──────── SELECTION

For organisations working with young people, this presents a challenge. Universities can offer places over Snapchat, and brands can target social media influencers to support their campaigns. But what about organisations focused on supporting – not swaying – Gen Z?
For support teams concentrating on the more sensitive aspects of care, how can you connect in a way that bridges the popular and the protected; the informal and the informative? In Southampton, the charity I work for, called No Limits, is paving the way.
Helping young people
No Limits supports young people under 26 who live in the Southampton and Hampshire region. Through a mix of advice, counselling, support and advocacy, we offer a supportive environment where young people can explore the issues which are affecting their lives — all for free, and all confidentially.
We help thousands of young people a year by being a safe place to turn to for advice and information. From homelessness, to bullying, to sexual and mental health problems, we’re there to help with whatever is worrying young people in a judgment-free environment.
Gen Z communication gap
For all the connectivity surrounding them, today’s young people often feel isolated. A World Health Organisation survey carried out in 42 countries found that young men and women in the UK are among the least satisfied with their lives.
People under 26 face a plethora of problems. To help with these problems, our support at No Limits has to be perceived as being accessible and is also something with which they are comfortable. We already offered help over the phone, through email and through our dedicated advice centre, but were striving to be even more approachable.
For example, we know that young people experiencing anxiety don’t always want to leave the comfort of their home to visit us. Similarly, young people who feel nervous or embarrassed by their issues might not want to pick up the phone and dial in to discuss them.
Our challenge was to help this vulnerable audience as effectively as possible. We make it our job to help young people, so we needed to be where they are. Increasingly, that place is online, and within instant messaging tools.
Live chat software
They may be heavy smartphone users, but young people have a dislike for talking over the phone. Only 38% of Generation Z prefer to talk to customer service reps over the phone, compared to a (still low) 49% of millennials.

────────────────

TO-DO LIST -
1 – Answer these questions about the No Limits article, one line each:
(a) What age limit and region does No Limits serve?
(b) In how many countries did the World Health Organisation carry out its survey?
(c) What share of Generation Z prefers to talk to customer service reps over the phone, and what is the figure for millennials?
2 – Resume the No Limits article after its last sentence, keeping to its subject of reaching young people through live chat.

──────── DATA LINES

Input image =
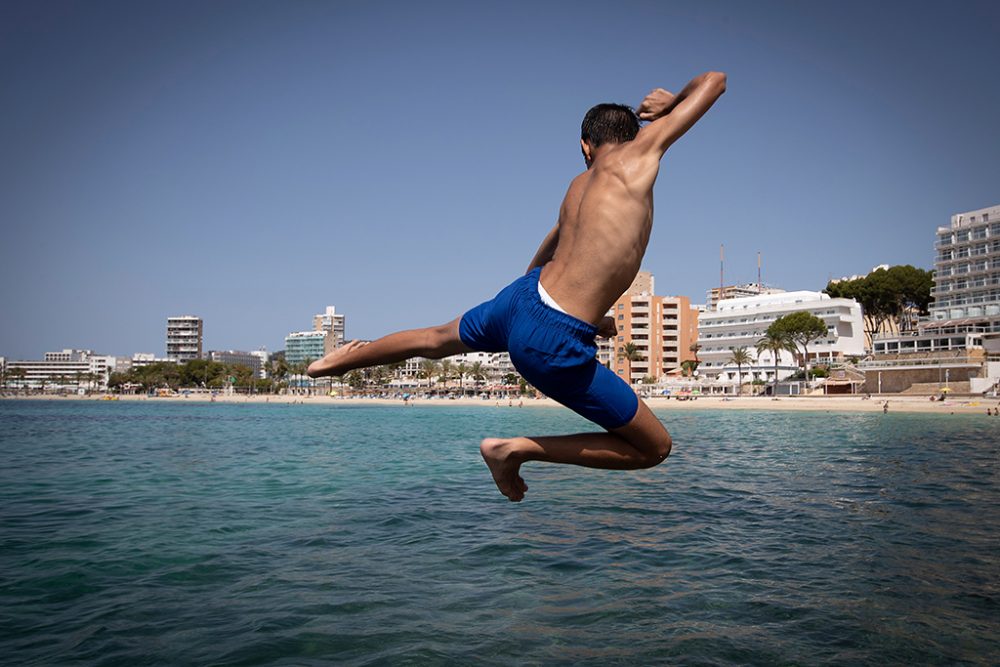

────────────────

ANSWERS -
1 –
(a) Young people under 26 in the Southampton and Hampshire region.
(b) 42 countries.
(c) 38% of Generation Z, compared to 49% of millennials.

2 –
For many young people, instant messaging is the go-to communication option of choice. The call is no longer a first port of call, and services like iMessage, WhatsApp, Messenger and Kik are a more typical means of contacting friends and family. This kind of digital chat feels familiar and relaxed, and we wanted to embrace its popularity in our own comms.
So, to encourage more young people to get in touch with the charity, we decided to add a live chat option to our website. Our goal, ultimately, was to expand our existing support with a channel that was ideally placed for young people: informal, user-friendly and appealing.
A safeguarding challenge
Instant messaging may be an appealing channel, but it can pose a safeguarding issue for organisations offering support to young people. Naturally, anyone divulging their private personal problems in a confidential conversation doesn’t want those issues to then be stored in a public cloud, or openly accessible to multiple teams.
We knew we wanted live chat, but it had to be a channel that could tick all our safeguarding boxes. The privacy of the young people we help is of paramount importance, and we stand by a promise of complete confidentiality.
For us, that meant that we needed a chat channel offering watertight security, that could be installed onto our own on-premises servers. Our web team was tasked with finding a live chat solution that met all our strict safeguarding requirements, and researched multiple providers. It was WhosOn by Parker Software that ultimately fitted the bill.
Testing the waters
Adding a new communication channel to the mix is not a step that should be undertaken lightly. Before branching out into unexplored territory, it’s important to research chat usage both internally and internally to find out where and how the channel should be used.
We started off with a free 30-day trial to test the waters. In these initial stages, our team leaders used the software to see whether it was a good organisational fit. We also tasked a focus group of Youth Ambassadors – young people who we work with at No Limits – with using the chat and giving us their thoughts.
It’s imperative to us that we’re offering relevance and value to young people, so the feedback from the focus group was a pivotal factor in moving forwards. When employees and end users alike were positive about the live chat channel, we knew we were making the right decision to expand our comms.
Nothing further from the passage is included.